→ **PROBLEM REQUIREMENTS**: When you reach the line in the data below that contains "tire in the image above.", please start repeating lines exactly, and stop after the line that contains "grass in the image above.", repeating nothing else.

→ **EXTRACTED MATERIAL**:
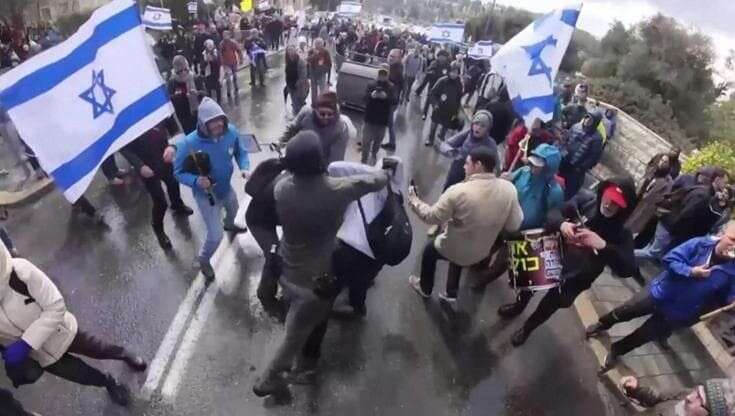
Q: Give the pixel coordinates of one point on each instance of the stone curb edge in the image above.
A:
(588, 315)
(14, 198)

==

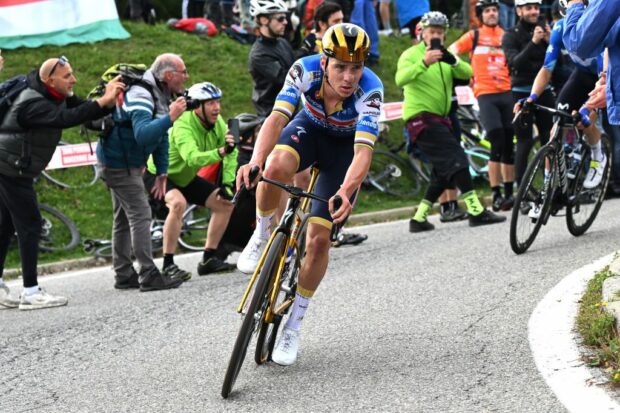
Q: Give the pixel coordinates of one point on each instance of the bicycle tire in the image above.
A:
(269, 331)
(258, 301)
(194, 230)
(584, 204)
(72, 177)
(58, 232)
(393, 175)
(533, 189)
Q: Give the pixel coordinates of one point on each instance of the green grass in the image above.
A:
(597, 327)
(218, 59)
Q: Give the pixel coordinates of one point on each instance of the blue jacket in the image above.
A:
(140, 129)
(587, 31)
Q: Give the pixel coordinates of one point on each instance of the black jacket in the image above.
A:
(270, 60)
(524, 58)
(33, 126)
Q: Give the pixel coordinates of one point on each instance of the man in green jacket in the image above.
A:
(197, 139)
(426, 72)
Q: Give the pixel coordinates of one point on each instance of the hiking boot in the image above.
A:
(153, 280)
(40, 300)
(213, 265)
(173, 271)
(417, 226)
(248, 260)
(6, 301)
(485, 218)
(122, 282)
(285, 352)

→ **YOUR SOLUTION**:
Q: Give the pixel coordinates of one point on each instance of the bicycle tire in the image above.
A:
(269, 331)
(258, 301)
(194, 230)
(584, 204)
(72, 177)
(58, 232)
(393, 175)
(533, 189)
Q: Give the pixel coordinates of one point on each instance of the green grass in the image above.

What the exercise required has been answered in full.